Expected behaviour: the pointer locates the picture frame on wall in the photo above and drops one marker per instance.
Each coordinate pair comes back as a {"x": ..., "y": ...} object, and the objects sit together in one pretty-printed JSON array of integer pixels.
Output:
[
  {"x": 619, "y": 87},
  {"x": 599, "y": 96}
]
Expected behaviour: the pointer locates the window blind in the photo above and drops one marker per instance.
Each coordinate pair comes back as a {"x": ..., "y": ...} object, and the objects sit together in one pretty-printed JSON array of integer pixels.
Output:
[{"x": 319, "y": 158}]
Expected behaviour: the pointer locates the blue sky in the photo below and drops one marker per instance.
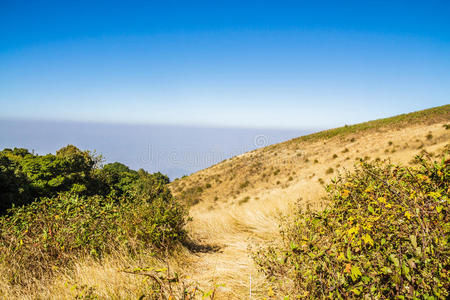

====

• Stated problem:
Recast the rows above as a Markdown table with two columns, No. and Line, numbering each non-blank line in order and placing its text beside the number. Leave the pictures out.

• The answer:
| No. | Line |
|---|---|
| 1 | Expected behaviour: the pointer locates the picture frame on wall in the photo above and drops one marker per instance. |
| 2 | Each coordinate pair comes back as a {"x": ..., "y": ...} object, and the objects sit together in one pretty-printed JSON array of integer pixels. |
| 3 | Output: |
| 4 | [ |
| 5 |   {"x": 619, "y": 87}, |
| 6 |   {"x": 599, "y": 96} |
| 7 | ] |
| 8 | Expected behaviour: the pointer locates the window blind in the photo above and drops one marker per instance. |
| 9 | Each coordinate pair comes back as a {"x": ..., "y": ...} object, and the objects sit together in one pretty-printed JSON array of integer pixels. |
| 10 | Output: |
| 11 | [{"x": 319, "y": 158}] |
| 12 | Expected behaviour: the pointer locates the blue sky in the photo below and drops one marker per instance. |